O GRANDE LEGADO O juiz Moro acredita que, apesar das ameaças de retrocesso,
o Brasil não voltará aos tempos da impunidade.
Crédito: Stefano Martini.
Publicado originalmente no site da revista ISTOÉ, em 01.12.17
Ele condenou Lula e derrotou os barões da corrupção
Implacável defensor da Lava Jato, o juiz Sergio Moro foi o
responsável por mandar para a cadeia em 2017 o ex-governador Sergio Cabral, o
ex-presidente da Câmara Eduardo Cunha e os ex-ministros do PT José Dirceu e
Antonio Palocci. A sentença de maior repercussão, no entanto, foi a que
condenou o ex-presidente Lula a nove anos e meio de prisão
Por Germano Oliveira
Sergio Moro
Aos 45 anos, o juiz Sergio Fernando Moro conseguiu uma
inalcançável façanha em 2017: mandou um lote de políticos dos mais poderosos
para a cadeia, como o ex-governador Sergio Cabral, o ex-presidente da Câmara,
Eduardo Cunha, os ex-ministros José Dirceu e Antonio Palocci. A mais
estrepitosa sentença, no entanto, pela repercussão e simbolismo, foi a que
condenou a nove anos e meio de prisão o ex-presidente Lula. Se confirmada pela
segunda instância, e não houver liminares marotas capazes de sustentar uma ilegalidade
até o pleito, o petista, mesmo que em última hipótese não seja preso, estará
impedido de concorrer às eleições de 2018. Daí o peso e a relevância histórica
do veredicto de Sergio Moro. Graças ao infatigável trabalho no combate à
corrupção, norte que perseguiu com desassombro ao longo dos últimos 12 meses, o
juiz será homenageado pela ISTOÉ na noite de terça-feira 5 como o Brasileiro do
Ano.
Depois de três anos e meio à frente da Operação Lava Jato,
Moro leva uma faina exaustiva. Trabalha mais de dez horas por dia. Não raro,
sequer almoça. Como magistrado, já condenou 114 pessoas, sobretudo políticos
importantes, ex-diretores da Petrobras e os mais conhecidos empreiteiros
brasileiros, sentenciados a penas que somam mais de 2.100 anos de cadeia. O mais
emblemático empresário a ser preso pelo juiz da 13ª Vara Federal de Curitiba
foi o empreiteiro Marcelo Odebrecht, dono de um império que faturava R$ 130
bilhões por ano. Devido à atuação implacável da Lava Jato, e, claro, de Sergio
Moro, Marcelo e outros envolvidos no esquema já devolveram R$ 11 bilhões aos
cofres públicos. Estima-se que a Petrobras foi desfalcada em R$ 40 bilhões pela
quadrilha organizada a partir do PT, PP e PMDB.

● ● ● ● ●

_O que fazer_
a. Reescreva o trecho dos registros que começa na linha que contém "Task: point out the flat" e termina depois da linha que contém "145], [321, 258]]", substituindo "one pin per instance" por "one marker per instance" e mantendo todo o resto igual.
b. Dê continuidade à reportagem sobre o juiz Sergio Moro a partir do ponto em que o documento termina.
O documento e os registros são materiais independentes um do outro.

● ● ● ● ●

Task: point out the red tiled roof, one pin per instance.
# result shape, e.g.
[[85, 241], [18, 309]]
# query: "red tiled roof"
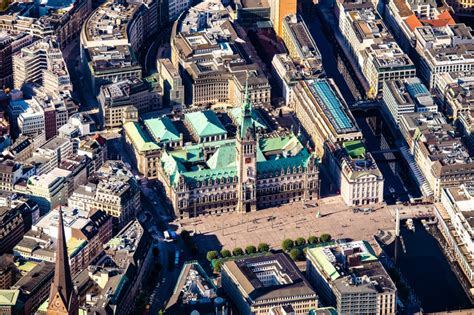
[[413, 22]]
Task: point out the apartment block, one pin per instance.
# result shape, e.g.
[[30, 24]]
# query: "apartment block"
[[349, 277]]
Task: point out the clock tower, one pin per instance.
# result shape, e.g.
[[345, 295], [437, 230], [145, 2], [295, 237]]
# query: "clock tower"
[[246, 147]]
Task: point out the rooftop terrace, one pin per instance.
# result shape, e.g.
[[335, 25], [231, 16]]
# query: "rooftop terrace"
[[332, 106]]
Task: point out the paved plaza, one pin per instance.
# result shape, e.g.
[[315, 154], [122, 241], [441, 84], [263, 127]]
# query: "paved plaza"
[[272, 225]]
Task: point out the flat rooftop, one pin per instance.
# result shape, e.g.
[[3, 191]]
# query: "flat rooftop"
[[250, 4], [287, 283], [332, 106]]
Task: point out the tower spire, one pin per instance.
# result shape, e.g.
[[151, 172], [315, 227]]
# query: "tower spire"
[[247, 105], [62, 296], [246, 123]]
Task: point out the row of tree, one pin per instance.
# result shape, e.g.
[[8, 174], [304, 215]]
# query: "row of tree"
[[249, 250], [297, 248]]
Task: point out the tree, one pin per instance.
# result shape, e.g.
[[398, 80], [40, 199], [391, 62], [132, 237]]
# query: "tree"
[[263, 247], [225, 253], [194, 250], [185, 235], [325, 237], [287, 244], [250, 249], [237, 251], [300, 241], [295, 254], [217, 266], [158, 267], [212, 254], [312, 239]]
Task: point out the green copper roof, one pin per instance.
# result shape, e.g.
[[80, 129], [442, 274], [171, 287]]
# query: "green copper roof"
[[236, 114], [205, 123], [273, 155], [224, 157], [275, 165], [162, 129], [140, 139], [355, 149], [212, 174], [8, 297], [288, 145], [321, 258]]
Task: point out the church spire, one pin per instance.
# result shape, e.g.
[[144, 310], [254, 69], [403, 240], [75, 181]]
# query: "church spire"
[[62, 296], [247, 105], [247, 121]]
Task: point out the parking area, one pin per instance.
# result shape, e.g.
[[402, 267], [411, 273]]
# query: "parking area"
[[272, 225]]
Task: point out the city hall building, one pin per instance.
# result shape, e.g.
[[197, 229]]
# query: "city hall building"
[[215, 173]]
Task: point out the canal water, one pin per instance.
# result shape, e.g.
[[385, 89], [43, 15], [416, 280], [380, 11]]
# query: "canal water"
[[428, 272], [423, 264]]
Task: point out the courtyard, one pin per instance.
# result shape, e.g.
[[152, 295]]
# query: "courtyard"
[[330, 215]]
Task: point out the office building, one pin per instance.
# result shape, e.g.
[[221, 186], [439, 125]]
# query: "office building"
[[61, 19], [176, 7], [300, 43], [8, 271], [324, 114], [10, 44], [123, 268], [355, 171], [9, 302], [438, 151], [241, 174], [35, 286], [108, 48], [48, 191], [454, 215], [349, 277], [370, 43], [195, 291], [251, 12], [279, 9], [213, 60], [145, 152], [261, 284], [403, 17], [95, 148], [288, 72], [406, 96], [63, 299], [444, 49], [15, 221], [10, 173], [113, 189], [115, 99], [41, 62], [171, 84], [85, 234]]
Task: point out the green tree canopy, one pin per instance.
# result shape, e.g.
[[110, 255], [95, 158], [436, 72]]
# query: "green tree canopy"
[[325, 237], [225, 253], [263, 247], [312, 239], [300, 241], [287, 244], [212, 254], [295, 254], [237, 251], [250, 249]]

● ● ● ● ●

_Respostas_
a.
Task: point out the flat rooftop, one marker per instance.
# result shape, e.g.
[[3, 191]]
# query: "flat rooftop"
[[250, 4], [287, 283], [332, 106]]
Task: point out the tower spire, one marker per instance.
# result shape, e.g.
[[151, 172], [315, 227]]
# query: "tower spire"
[[247, 105], [62, 296], [246, 123]]
Task: point out the row of tree, one marker per instance.
# result shape, e.g.
[[8, 174], [304, 215]]
# query: "row of tree"
[[249, 250], [297, 248]]
Task: point out the tree, one marker per instance.
# result shape, e.g.
[[398, 80], [40, 199], [391, 62], [132, 237]]
# query: "tree"
[[263, 247], [225, 253], [194, 250], [185, 235], [325, 237], [287, 244], [250, 249], [237, 251], [300, 241], [295, 254], [217, 266], [158, 267], [212, 254], [312, 239]]
Task: point out the green copper roof, one marker per instance.
# result shape, e.g.
[[80, 129], [442, 274], [171, 287]]
# query: "green copper roof"
[[236, 114], [205, 123], [273, 155], [224, 157], [275, 165], [162, 129], [140, 139], [355, 149], [212, 174], [8, 297], [288, 145], [321, 258]]

b.
Apesar dos resultados altamente positivos, Moro acha que o
Brasil pode não conseguir acabar com a corrupção endêmica. “A passagem do
Brasil de um ambiente de corrupção disseminada para um ambiente de integridade
corre riscos. Faltam reformas gerais mais incisivas que diminuam incentivos e
oportunidades para a prática de corrupção. A omissão da maior parte de nossas
lideranças políticas a esse respeito é notável e frustrante”, disse Moro em
entrevista à ISTOÉ. Ele não acredita,
porém, que o Brasil vá retroceder em matéria de punição aos corruptos, a
despeito de os fantasmas do atraso insistirem em assombrar o País. “Pelas
aspirações da sociedade brasileira, acredito que, apesar da sombra do
retrocesso, não há como voltar ao status quo da impunidade dos barões da
corrupção”.
“A corrupção será tema central nas eleições de 2018” Sergio
Moro, juiz federal
O laborioso cotidiano de Moro o motivou a insinuar, em
palestras pelo Brasil, que a Lava Jato estaria chegando ao fim e que
eventualmente ele poderia descansar. Em função da repercussão, o juiz logo
corrigiu seu desabafo. Disse que irá até o fim. Explicou, contudo, que o
trabalho da operação em Curitiba realmente aparenta estar na reta final. “Há
uma lista de julgamentos relevantes, como a condenação criminal de vários
corruptores e corrompidos, entre eles quatro ex-diretores da Petrobras e
diversos ex-parlamentares. Então grande parte do trabalho já foi feita em
Curitiba”.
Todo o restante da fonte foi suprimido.